▸ **Region labeling records**
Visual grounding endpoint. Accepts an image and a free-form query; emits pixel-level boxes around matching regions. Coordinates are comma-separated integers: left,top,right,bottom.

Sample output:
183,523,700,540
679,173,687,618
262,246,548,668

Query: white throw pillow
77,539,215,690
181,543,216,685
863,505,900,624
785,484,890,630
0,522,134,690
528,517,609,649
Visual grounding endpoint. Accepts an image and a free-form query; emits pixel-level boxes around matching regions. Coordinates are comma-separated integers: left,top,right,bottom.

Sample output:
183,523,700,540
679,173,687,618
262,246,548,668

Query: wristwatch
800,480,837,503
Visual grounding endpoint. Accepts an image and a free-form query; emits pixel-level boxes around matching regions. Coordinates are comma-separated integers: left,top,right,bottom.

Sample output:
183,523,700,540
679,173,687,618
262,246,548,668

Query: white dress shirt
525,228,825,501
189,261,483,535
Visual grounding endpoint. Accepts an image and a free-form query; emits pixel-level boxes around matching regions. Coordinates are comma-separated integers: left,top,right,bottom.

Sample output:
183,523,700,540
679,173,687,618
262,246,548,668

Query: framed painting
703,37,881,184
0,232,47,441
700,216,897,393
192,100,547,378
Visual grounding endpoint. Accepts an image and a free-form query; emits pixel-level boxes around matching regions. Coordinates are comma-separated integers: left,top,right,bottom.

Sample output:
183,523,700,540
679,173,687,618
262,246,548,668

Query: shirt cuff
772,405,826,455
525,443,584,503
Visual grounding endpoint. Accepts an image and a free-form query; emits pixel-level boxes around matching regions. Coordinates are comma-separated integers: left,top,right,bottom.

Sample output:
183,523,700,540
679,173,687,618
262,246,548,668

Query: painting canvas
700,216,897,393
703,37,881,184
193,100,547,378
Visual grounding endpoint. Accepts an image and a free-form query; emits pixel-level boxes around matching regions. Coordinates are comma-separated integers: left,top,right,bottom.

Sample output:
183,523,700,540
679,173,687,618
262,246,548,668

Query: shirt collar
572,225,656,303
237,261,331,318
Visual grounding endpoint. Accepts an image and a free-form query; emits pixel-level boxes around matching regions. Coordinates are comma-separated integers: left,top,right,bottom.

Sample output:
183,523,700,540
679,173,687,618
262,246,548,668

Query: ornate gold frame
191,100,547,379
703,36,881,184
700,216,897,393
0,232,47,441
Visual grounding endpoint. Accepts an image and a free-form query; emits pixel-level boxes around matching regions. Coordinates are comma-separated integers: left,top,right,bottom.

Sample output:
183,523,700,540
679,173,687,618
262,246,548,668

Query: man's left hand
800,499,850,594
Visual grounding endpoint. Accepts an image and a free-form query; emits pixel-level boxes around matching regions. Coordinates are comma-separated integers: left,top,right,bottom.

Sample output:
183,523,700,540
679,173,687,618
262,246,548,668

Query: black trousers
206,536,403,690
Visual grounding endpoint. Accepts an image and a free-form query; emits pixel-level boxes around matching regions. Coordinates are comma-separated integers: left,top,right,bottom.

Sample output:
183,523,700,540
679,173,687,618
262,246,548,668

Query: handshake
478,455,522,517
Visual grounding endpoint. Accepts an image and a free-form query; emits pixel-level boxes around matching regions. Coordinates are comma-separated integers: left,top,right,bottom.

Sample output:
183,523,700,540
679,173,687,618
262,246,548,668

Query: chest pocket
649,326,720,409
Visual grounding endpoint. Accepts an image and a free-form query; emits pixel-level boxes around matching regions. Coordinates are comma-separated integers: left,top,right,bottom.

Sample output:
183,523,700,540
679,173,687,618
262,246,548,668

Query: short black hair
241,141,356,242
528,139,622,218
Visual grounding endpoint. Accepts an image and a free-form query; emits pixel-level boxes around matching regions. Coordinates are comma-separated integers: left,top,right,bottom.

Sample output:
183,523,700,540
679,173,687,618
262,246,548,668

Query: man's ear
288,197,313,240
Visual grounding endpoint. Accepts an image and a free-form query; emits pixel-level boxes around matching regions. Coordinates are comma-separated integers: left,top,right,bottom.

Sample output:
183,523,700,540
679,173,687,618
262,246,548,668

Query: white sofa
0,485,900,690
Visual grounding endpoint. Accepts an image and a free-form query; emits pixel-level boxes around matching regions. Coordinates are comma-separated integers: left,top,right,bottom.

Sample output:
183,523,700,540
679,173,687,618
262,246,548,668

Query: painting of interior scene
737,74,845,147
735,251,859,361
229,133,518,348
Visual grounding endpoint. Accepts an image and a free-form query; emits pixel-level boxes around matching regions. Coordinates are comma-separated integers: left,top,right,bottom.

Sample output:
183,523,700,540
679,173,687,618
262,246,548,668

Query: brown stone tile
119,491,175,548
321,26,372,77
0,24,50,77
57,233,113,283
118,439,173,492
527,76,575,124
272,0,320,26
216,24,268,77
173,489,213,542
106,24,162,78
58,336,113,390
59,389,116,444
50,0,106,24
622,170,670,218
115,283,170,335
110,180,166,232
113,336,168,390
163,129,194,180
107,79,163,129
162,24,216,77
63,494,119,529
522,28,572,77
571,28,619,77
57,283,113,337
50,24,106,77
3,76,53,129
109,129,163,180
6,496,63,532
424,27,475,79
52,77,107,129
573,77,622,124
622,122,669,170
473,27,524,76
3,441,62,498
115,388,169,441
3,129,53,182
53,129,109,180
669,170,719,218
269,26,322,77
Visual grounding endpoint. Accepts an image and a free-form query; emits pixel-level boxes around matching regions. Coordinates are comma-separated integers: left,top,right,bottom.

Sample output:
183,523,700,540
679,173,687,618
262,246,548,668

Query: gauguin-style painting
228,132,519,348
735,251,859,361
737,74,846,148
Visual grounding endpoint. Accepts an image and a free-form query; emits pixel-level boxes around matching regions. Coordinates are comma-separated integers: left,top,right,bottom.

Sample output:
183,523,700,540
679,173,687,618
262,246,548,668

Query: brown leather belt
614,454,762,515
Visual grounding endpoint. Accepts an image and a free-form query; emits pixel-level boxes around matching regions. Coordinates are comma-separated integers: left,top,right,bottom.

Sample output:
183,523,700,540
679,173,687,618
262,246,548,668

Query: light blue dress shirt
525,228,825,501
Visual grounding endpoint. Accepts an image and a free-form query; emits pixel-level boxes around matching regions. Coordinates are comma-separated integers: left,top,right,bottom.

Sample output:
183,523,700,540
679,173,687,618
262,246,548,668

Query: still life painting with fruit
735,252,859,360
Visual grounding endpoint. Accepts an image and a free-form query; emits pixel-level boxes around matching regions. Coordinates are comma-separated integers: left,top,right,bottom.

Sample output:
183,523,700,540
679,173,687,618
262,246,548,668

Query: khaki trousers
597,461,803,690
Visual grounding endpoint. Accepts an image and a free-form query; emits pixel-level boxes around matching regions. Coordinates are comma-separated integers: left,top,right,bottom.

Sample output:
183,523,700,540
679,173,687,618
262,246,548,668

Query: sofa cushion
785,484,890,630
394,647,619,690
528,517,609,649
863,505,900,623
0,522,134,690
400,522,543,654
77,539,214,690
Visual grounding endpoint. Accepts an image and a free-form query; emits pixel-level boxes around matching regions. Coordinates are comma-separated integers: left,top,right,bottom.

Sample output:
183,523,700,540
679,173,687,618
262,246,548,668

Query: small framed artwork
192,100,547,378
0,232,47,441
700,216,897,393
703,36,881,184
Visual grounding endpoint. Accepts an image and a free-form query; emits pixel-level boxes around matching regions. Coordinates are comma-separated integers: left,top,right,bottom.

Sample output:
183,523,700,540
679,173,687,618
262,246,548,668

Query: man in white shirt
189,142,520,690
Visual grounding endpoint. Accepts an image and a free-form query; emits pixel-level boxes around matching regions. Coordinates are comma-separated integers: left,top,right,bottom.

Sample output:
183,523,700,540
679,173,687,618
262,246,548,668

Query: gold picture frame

▸ **Instruction**
Quote the items above verbatim, starting from their first line and ending with the line that contains "193,100,547,378", with both of those lines included.

▸ **Task solution**
Visual grounding endpoint. Accepts an image and a free-form query; emits pixel-level boxes around matching regions. Coordinates are comma-separated integers: left,top,right,bottom.

Sample output:
183,523,700,540
679,173,687,618
262,246,548,668

Query: white throw pillow
77,539,215,690
181,543,216,685
863,505,900,624
785,484,890,630
0,522,134,690
528,517,609,649
Visual grounding endpoint. Accepts an image and a free-form query; emits pixel-level boxes around matching regions. Coordinates are comma-separated integers: left,top,right,bottom.

Sample output:
183,523,700,540
679,173,687,618
262,246,548,668

Query: wristwatch
800,480,837,503
Visual grounding endpoint. Accepts an image and a free-form query; emits pixel-level boxes around matching regions. Coordinates are comma-separated integers: left,top,right,bottom.

Sample output:
183,523,700,540
679,173,687,618
262,246,548,668

Query: white dress shirt
525,228,825,501
189,261,483,535
Visual grounding endpoint. Accepts an image and a free-form query; emits pixel-level boxes around matching regions. Coordinates are comma-separated integers: left,top,right,bottom.

Sample output:
183,523,700,540
679,173,687,618
262,246,548,668

Query: framed painting
703,37,881,184
0,232,47,441
700,216,897,393
192,100,547,378
Visual grounding endpoint. Accepts an image and a free-form query; emits pixel-level boxes around matching regions. Coordinates are comma-separated integers: left,top,right,bottom.

Sample output:
183,523,700,540
679,173,687,618
262,246,548,668

Query: shirt cuff
772,405,826,455
525,443,584,503
Visual grounding endpoint. Accepts an image and a free-form query; emits pixel-level boxes around matching regions. Coordinates are comma-separated integers: left,top,right,bottom.

Sample output:
183,523,700,540
679,173,687,618
262,246,548,668

Query: painting canvas
700,216,897,393
703,37,881,184
193,100,547,378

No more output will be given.